Find the word "brown" in the data. Return every line where it appears.

[Referring expression pointing data]
╔══

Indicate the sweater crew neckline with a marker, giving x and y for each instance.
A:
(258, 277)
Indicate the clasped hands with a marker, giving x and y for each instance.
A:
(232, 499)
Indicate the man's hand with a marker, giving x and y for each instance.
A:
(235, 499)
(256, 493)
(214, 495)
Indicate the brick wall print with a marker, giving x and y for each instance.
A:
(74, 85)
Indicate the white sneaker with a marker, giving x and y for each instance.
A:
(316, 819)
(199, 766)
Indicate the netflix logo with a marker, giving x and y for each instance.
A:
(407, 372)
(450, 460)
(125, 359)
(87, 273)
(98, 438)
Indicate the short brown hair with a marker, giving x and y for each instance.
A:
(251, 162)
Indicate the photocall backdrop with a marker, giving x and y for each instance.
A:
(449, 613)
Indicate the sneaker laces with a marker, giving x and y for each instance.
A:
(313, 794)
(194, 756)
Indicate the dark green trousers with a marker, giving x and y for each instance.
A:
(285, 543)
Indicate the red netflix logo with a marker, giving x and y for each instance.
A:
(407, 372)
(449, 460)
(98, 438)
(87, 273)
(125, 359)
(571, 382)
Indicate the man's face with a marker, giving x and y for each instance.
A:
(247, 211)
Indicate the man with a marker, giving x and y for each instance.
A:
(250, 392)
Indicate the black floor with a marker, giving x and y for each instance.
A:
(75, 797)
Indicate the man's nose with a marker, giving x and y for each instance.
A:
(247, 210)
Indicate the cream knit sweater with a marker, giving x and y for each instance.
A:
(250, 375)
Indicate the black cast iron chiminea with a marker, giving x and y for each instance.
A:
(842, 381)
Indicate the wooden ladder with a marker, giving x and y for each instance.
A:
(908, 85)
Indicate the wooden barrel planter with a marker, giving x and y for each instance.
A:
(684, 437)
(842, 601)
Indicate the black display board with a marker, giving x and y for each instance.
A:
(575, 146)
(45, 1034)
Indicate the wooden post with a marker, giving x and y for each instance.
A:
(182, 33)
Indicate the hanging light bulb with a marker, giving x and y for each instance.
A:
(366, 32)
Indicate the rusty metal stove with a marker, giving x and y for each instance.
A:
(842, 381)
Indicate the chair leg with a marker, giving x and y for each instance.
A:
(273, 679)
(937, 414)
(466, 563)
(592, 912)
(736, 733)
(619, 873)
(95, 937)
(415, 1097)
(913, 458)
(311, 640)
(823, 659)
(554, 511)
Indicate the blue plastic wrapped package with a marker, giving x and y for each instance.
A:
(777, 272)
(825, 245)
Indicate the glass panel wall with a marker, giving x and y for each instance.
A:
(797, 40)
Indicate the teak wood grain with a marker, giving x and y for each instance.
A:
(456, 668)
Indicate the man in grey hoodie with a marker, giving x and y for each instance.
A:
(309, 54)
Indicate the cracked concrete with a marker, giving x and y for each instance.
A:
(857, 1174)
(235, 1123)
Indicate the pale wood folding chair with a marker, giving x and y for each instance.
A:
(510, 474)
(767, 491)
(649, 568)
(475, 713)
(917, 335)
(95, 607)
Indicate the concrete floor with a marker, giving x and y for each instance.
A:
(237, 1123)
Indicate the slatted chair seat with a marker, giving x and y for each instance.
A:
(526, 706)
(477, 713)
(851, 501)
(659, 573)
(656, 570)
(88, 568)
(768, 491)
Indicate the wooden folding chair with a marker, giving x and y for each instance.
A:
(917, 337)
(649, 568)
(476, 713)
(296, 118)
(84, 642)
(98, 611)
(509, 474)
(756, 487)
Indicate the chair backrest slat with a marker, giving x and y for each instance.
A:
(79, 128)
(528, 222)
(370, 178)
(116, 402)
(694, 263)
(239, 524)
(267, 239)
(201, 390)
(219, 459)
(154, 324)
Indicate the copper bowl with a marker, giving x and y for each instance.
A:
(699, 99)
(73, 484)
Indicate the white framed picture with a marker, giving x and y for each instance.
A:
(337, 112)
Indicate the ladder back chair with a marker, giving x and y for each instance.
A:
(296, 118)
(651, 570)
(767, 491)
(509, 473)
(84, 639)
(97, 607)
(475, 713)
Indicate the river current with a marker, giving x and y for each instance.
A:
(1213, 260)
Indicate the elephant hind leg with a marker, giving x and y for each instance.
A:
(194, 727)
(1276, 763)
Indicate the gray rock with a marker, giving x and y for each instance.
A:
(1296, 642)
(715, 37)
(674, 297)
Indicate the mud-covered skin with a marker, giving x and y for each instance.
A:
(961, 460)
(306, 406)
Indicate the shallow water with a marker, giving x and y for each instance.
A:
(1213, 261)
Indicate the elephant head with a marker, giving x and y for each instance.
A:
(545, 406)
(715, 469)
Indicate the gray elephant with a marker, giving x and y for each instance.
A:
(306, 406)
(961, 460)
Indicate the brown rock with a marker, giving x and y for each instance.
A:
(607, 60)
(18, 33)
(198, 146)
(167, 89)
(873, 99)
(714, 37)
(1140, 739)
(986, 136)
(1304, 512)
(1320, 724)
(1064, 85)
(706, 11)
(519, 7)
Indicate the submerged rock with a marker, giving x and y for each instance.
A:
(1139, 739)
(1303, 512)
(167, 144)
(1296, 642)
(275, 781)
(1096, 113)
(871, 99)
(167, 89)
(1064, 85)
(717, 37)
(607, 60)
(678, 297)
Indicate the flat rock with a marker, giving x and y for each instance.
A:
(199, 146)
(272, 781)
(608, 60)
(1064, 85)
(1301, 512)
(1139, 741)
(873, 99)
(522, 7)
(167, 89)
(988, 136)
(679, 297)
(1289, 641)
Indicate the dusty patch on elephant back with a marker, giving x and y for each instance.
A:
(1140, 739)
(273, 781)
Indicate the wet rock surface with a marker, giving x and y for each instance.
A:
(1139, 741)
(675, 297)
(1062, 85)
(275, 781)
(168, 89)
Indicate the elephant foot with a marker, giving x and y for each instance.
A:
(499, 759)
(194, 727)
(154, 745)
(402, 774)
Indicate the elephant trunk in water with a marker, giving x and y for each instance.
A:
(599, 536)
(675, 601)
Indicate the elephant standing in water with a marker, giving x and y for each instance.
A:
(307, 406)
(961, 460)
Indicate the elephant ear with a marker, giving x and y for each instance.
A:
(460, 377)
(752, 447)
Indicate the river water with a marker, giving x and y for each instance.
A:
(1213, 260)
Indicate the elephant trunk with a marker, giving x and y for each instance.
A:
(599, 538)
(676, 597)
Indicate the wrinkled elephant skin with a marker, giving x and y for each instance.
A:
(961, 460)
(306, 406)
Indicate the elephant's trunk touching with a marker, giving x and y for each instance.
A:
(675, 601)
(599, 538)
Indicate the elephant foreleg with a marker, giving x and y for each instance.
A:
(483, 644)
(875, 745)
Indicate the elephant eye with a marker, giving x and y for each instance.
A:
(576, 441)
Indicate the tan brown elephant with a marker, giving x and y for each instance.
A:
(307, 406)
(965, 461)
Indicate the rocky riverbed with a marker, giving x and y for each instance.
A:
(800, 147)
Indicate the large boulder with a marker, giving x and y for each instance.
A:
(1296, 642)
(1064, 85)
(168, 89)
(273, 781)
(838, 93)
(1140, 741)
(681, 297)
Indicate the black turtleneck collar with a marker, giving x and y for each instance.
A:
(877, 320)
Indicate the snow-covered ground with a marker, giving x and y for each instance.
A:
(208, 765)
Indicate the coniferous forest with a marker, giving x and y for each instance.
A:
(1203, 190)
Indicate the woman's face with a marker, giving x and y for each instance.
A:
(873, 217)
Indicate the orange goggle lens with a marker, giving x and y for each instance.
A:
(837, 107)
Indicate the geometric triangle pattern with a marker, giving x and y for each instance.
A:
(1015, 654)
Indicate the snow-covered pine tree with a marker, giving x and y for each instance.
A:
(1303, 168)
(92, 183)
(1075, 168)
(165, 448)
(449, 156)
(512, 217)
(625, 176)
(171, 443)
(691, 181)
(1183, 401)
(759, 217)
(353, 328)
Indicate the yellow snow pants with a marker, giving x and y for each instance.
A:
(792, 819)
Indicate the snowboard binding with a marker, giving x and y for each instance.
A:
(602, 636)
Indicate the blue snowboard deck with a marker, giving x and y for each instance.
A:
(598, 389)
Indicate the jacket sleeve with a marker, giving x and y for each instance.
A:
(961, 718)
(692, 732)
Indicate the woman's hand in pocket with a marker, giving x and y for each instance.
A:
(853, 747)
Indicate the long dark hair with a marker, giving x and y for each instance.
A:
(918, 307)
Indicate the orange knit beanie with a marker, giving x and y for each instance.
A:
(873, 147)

╚══

REPLY:
Indicate the short brown hair with a marker, giving x and y for each instance.
Indicate the brown rock with a marker, giving x and y for each instance.
Indicate the tan brown elephant with a marker, giving x and y for each instance.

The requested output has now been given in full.